▶ _EXERCISE DETAILS_: All the records that follow need to be reproduced exactly. Omit the images.

▶ _SOURCE DATA_:
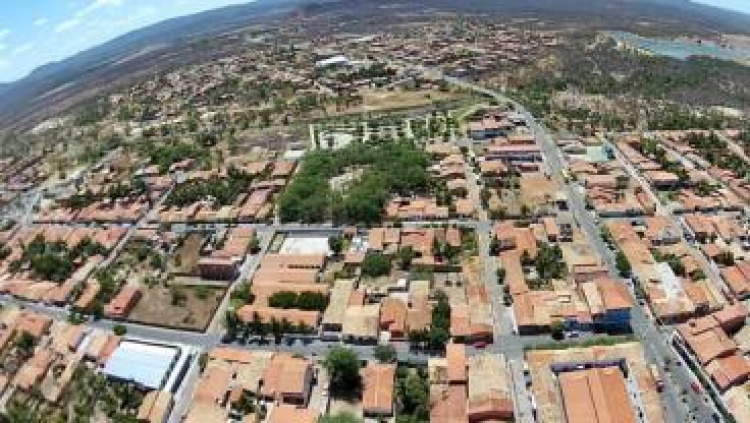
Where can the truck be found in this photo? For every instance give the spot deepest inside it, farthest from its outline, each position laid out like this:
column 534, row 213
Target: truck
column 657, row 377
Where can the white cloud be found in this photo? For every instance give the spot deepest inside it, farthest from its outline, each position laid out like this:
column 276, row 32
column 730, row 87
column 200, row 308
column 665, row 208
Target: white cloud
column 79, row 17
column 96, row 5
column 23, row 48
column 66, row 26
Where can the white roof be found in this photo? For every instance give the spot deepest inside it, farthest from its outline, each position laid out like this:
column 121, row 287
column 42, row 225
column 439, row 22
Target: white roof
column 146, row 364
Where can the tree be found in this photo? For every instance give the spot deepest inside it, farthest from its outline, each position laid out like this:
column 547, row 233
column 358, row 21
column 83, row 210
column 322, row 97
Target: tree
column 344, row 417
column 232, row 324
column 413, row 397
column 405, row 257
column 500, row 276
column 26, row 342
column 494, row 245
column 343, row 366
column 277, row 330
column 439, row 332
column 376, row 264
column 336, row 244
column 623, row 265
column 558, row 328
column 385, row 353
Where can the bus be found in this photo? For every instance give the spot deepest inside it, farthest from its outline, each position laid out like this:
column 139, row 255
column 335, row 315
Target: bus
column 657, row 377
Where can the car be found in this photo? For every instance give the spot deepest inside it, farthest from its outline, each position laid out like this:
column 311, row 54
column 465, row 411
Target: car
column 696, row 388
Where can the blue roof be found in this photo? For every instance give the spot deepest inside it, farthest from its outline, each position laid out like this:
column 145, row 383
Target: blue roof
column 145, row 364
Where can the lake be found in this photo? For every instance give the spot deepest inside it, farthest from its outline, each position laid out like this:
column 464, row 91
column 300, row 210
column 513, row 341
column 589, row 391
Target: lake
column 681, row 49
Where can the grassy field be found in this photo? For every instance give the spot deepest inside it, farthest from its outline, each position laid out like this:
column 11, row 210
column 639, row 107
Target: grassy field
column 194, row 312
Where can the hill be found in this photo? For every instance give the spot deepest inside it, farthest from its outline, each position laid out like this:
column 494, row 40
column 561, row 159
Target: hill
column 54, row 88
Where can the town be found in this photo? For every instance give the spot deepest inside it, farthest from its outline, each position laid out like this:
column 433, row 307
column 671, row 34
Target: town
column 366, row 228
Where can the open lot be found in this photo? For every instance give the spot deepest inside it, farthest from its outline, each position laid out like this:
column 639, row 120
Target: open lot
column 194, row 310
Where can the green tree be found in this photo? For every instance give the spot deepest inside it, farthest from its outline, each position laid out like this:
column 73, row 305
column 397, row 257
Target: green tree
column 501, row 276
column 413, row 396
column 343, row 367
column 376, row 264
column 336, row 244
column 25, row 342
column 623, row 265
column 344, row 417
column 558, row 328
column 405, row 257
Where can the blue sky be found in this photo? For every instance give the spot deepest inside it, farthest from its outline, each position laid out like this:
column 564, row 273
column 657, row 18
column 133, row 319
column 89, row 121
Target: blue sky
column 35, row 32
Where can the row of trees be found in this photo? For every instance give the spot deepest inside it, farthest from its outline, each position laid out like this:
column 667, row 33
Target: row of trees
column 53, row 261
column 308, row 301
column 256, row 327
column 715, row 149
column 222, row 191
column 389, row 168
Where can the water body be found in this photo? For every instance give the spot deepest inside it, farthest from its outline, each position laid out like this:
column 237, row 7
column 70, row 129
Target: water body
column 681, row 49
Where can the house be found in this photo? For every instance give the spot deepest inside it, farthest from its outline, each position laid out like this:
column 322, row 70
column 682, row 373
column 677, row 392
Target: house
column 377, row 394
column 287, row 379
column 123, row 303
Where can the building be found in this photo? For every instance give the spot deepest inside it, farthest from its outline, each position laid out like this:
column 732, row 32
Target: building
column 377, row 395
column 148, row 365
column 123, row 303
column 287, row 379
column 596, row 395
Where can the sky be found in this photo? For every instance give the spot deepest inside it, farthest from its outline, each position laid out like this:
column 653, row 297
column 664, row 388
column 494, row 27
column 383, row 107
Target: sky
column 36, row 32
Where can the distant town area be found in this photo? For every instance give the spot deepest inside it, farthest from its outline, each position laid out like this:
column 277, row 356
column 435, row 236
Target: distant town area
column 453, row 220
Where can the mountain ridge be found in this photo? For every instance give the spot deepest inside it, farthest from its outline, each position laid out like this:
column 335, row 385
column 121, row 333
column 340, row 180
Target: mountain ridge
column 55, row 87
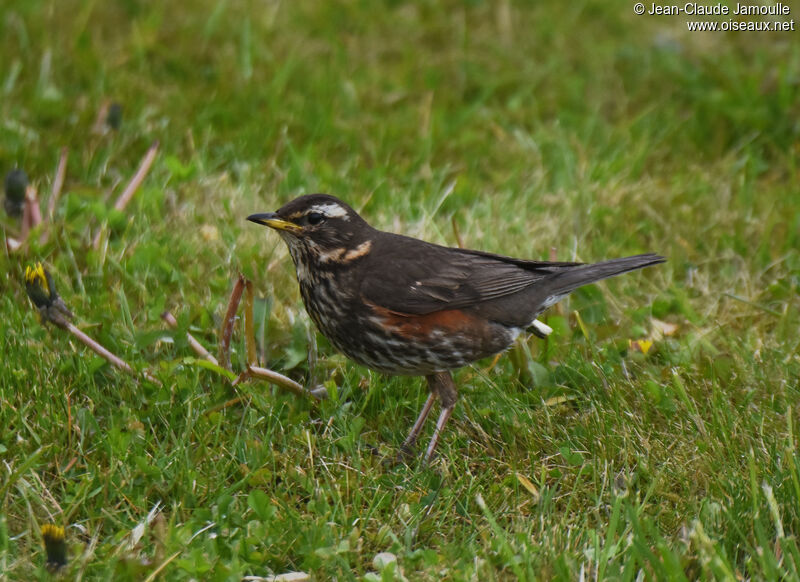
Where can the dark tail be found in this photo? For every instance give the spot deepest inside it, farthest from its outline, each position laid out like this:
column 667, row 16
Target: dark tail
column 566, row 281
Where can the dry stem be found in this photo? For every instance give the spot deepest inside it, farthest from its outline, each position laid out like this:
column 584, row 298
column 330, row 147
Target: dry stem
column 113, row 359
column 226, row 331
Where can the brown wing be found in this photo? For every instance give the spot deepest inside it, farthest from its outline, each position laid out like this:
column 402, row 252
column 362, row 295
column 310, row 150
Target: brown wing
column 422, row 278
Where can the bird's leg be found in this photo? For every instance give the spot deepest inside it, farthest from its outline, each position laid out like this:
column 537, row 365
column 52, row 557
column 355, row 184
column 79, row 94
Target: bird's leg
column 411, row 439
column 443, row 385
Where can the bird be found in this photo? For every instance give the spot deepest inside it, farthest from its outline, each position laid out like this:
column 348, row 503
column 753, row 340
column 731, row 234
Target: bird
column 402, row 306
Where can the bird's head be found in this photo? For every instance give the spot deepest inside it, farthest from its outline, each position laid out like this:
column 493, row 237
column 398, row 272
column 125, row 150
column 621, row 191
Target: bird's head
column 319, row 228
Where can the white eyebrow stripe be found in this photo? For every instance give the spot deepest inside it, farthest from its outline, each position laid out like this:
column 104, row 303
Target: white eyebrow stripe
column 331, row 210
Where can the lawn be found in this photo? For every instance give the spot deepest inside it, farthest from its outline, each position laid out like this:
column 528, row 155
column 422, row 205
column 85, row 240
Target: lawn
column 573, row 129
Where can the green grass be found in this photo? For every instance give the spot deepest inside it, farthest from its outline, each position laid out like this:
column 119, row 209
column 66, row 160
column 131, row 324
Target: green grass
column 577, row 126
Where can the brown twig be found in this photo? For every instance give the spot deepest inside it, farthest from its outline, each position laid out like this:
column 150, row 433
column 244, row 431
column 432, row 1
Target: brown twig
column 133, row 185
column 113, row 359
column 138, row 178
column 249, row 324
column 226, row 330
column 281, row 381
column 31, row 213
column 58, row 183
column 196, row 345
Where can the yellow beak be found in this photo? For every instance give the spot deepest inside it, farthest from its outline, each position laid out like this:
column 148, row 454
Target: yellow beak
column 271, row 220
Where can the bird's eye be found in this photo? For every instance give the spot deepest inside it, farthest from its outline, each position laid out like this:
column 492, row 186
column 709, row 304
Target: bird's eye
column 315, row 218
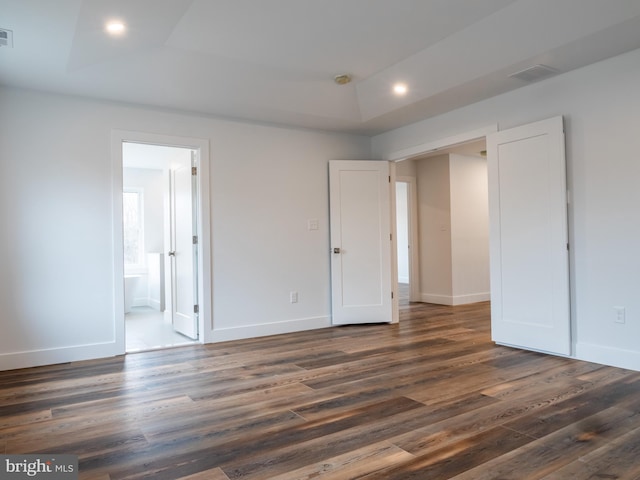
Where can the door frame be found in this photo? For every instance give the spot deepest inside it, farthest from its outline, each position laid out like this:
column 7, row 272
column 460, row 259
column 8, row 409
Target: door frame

▶ _RESPONSE FOR THIS EXERCISE_:
Where can the truck be found in this photo? For every instance give the spot deepest inside it, farthest from its outline, each position laid out like this:
column 534, row 213
Target: truck
column 657, row 377
Where can the white cloud be found in this photo? For every instance give the spot deepest inside it, farthest from its outline, each position laid out like this:
column 276, row 32
column 730, row 87
column 200, row 308
column 665, row 208
Target: white cloud
column 79, row 17
column 96, row 5
column 23, row 48
column 66, row 26
Where can the white roof be found in this photo? For every instance give the spot deepest inside it, farthest from its outline, each position laid out like this:
column 121, row 287
column 42, row 225
column 439, row 22
Target: white roof
column 146, row 364
Where can the tree be found in this photo? For every instance give the spot deepest inside it, farthest from its outline, each position laid out like this:
column 547, row 233
column 358, row 21
column 83, row 210
column 322, row 97
Target: tree
column 344, row 417
column 232, row 324
column 413, row 397
column 405, row 257
column 500, row 276
column 26, row 342
column 494, row 245
column 343, row 366
column 277, row 330
column 439, row 332
column 376, row 264
column 336, row 244
column 623, row 265
column 558, row 328
column 385, row 353
Where can the bus be found in this photo? For every instance give the spot deepest inside it, farthest from its outline, each position laid out like this:
column 139, row 255
column 335, row 315
Target: bus
column 657, row 377
Where can the car be found in this photo? For every instance give the spot deepest inside it, farthest from its outline, each position laid out like this:
column 311, row 54
column 465, row 411
Target: car
column 696, row 388
Where can the blue roof be found in this photo? For every instance give the spot deepest inside it, farthest from its outline, each position laid out like this:
column 145, row 383
Target: blue roof
column 145, row 364
Where can the lake be found in this photo? For every instance give the spot deepest inside it, farthest from its outline, each position laid out like this:
column 464, row 91
column 300, row 210
column 513, row 341
column 589, row 391
Target: lake
column 681, row 49
Where can the grassy field be found in this photo? For every instance give the spot deepest inside it, farthest from its outline, each position laid out like this:
column 11, row 210
column 639, row 107
Target: grassy field
column 194, row 312
Where can the hill be found in this photo? For every instance give the spot deepest inside it, farthest from its outline, each position laid out like this:
column 494, row 40
column 561, row 159
Target: hill
column 54, row 88
Where can the town be found in this photo? For every instance give the spot deepest inside it, farthest from its outline, each position laid out like this:
column 433, row 307
column 671, row 34
Target: town
column 366, row 228
Where can the open lot be found in this photo? For every instance give the spot deepest inside it, farthest from its outline, each position laid out like this:
column 639, row 120
Target: open lot
column 194, row 310
Where can the green tree be found in this photo? For every instance give the spot deepest inside it, farthest from its outline, each position laid out like this:
column 73, row 305
column 397, row 257
Target: green tree
column 501, row 276
column 413, row 396
column 343, row 367
column 376, row 264
column 336, row 244
column 25, row 342
column 623, row 265
column 344, row 417
column 558, row 328
column 405, row 257
Where can the blue sky be found in this photo? For every instance give the spot deepest inside it, farthest from its outline, each position laid out like this:
column 564, row 273
column 657, row 18
column 133, row 319
column 89, row 121
Target: blue sky
column 35, row 32
Where can the row of trees be found in this photo? For every instance give the spot deepest inside it, farthest from its outline, each position laid out like this:
column 667, row 33
Target: row of trees
column 53, row 261
column 308, row 301
column 256, row 327
column 715, row 149
column 222, row 191
column 389, row 168
Where can the water body be found in this photo? For every instance give the spot deepest inside it, farthest from its outline, each position laid out like this:
column 237, row 7
column 70, row 129
Target: water body
column 681, row 49
Where can the house be found in this photo? For every instance give the spot deepest inside it, farthest from its outline, each position laid out like this:
column 322, row 70
column 682, row 373
column 677, row 392
Target: house
column 377, row 394
column 287, row 379
column 123, row 303
Where can the building be found in this photo? For every instance give the spot deepest inside it, farthest from its outline, each position laid out like this:
column 732, row 32
Target: building
column 377, row 395
column 148, row 365
column 123, row 303
column 287, row 379
column 596, row 395
Where can the sky be found in this photo? For every instance give the spot deepest inside it, farthest from its outline, each position laid out like this:
column 653, row 297
column 664, row 388
column 494, row 27
column 383, row 107
Target: sky
column 36, row 32
Where can the distant town area be found in this photo? For every instance give the spot deepest inside it, farthest from its outline, each position laid out like this:
column 277, row 356
column 435, row 236
Target: distant town area
column 453, row 220
Where can the mountain ridge be found in this photo? For every instance give the spot deepest inside it, farthest from its outline, each position laid out like this:
column 335, row 385
column 121, row 333
column 340, row 180
Target: mountain ridge
column 55, row 87
Where can the dark tail be found in this photo? For every instance give the spot deepest inside it, farthest from its outline, each position laid out like this:
column 667, row 16
Target: dark tail
column 566, row 281
Where can the dry stem be found in this photo? For every instance give the spot deepest inside it, farthest from its outline, each position laid out like this:
column 584, row 298
column 330, row 147
Target: dry stem
column 113, row 359
column 226, row 331
Where can the brown wing be found in this photo? For every instance give the spot deepest inside it, farthest from its outline, each position laid out like this:
column 402, row 252
column 362, row 295
column 310, row 150
Target: brown wing
column 422, row 278
Where can the bird's leg be found in this photo? For every instance give the spot deepest inside it, farthest from its outline, each position laid out like this:
column 537, row 365
column 52, row 557
column 355, row 184
column 79, row 94
Target: bird's leg
column 411, row 439
column 443, row 385
Where can the bird be found in this photo? For every instance give the spot deepest inside it, farthest from its outline, each position laid out like this:
column 348, row 503
column 753, row 340
column 731, row 234
Target: bird
column 402, row 306
Where can the bird's head be found in this photo? For every instance give the spot deepest inside it, farthest from its outline, each position laid out like this:
column 493, row 237
column 398, row 272
column 125, row 150
column 621, row 191
Target: bird's head
column 319, row 228
Where can the white eyebrow stripe be found in this photo? For every instance give the spot deepest inside it, farthest from its outline, each position laid out like this:
column 104, row 303
Target: white eyebrow stripe
column 331, row 210
Where can the lawn be found in this photo? For every instance give the spot deepest inside it, farthest from its outline, each position laid out like this:
column 528, row 155
column 422, row 205
column 85, row 240
Target: lawn
column 573, row 129
Where can the green grass be found in this photo? For every instance give the spot deepest inside it, farthest from its outline, each position laid out like this:
column 119, row 209
column 66, row 160
column 131, row 324
Target: green grass
column 577, row 126
Where can the brown twig be found in this photo? For every instance give the spot deepest inside it, farthest from its outline, each position laid out like this:
column 150, row 433
column 244, row 431
column 432, row 1
Target: brown twig
column 133, row 185
column 113, row 359
column 138, row 178
column 249, row 324
column 226, row 330
column 281, row 381
column 31, row 213
column 58, row 183
column 196, row 345
Where can the yellow beak be found in this photo? For every instance give the spot deepest inside it, farthest from its outline, each position laid out like this:
column 148, row 454
Target: yellow beak
column 271, row 220
Where can the bird's eye be found in this photo? For every instance give the spot deepest inside it, farthest from its outline, each position laid out like this:
column 492, row 186
column 709, row 304
Target: bird's eye
column 315, row 218
Where can the door frame be found in this photo? For every instance give the spot deepest inside it, farthest from its outline, each position laid out like this:
column 7, row 272
column 460, row 259
column 8, row 409
Target: door frame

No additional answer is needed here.